-- start Available records --

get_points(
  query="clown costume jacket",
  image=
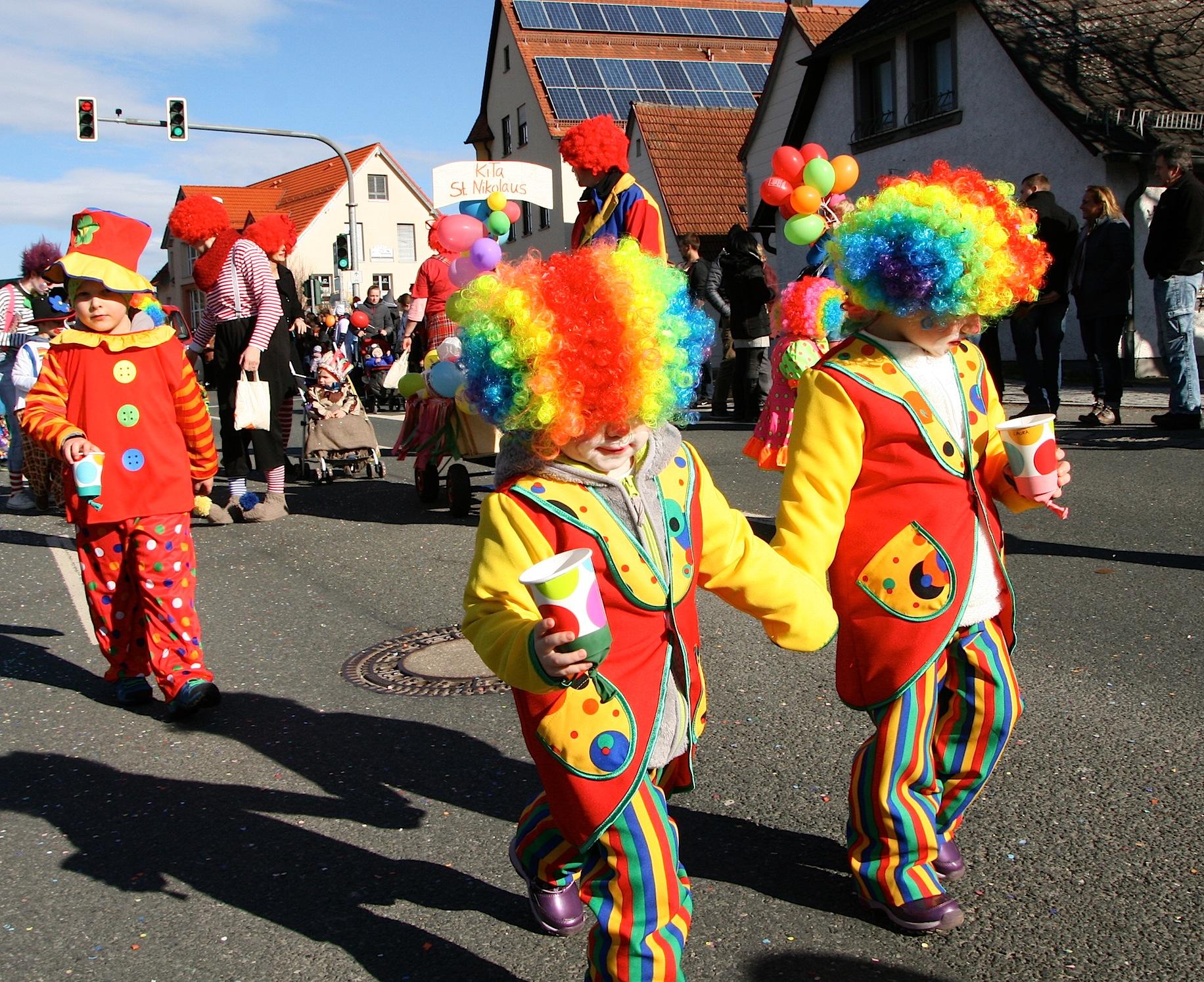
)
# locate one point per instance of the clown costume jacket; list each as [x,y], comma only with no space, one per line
[657,537]
[874,496]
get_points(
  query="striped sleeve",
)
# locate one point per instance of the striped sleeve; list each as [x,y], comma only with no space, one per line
[45,417]
[193,417]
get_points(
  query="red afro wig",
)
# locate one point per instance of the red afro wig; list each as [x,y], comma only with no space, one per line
[37,256]
[197,220]
[272,231]
[597,145]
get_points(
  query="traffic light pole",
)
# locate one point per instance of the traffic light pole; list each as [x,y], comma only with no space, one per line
[352,245]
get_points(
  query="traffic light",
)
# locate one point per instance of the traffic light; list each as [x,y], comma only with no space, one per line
[177,118]
[85,120]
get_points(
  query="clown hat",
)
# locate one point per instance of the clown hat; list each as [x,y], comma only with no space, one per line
[52,307]
[105,246]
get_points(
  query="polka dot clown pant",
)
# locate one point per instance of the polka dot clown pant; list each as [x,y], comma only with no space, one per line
[631,879]
[140,578]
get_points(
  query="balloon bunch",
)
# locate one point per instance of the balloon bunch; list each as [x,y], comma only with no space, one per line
[802,185]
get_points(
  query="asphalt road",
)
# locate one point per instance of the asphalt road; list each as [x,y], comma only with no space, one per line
[311,828]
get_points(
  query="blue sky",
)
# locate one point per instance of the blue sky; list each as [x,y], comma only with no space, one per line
[407,74]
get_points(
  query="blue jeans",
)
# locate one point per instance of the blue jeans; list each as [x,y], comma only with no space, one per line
[1174,306]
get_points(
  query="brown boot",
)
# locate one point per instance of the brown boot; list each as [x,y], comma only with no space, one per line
[270,509]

-- end Available records --

* Problem description: How many lines of the rows contain the string "sleeve"? Give only the number.

* Output for this task: 2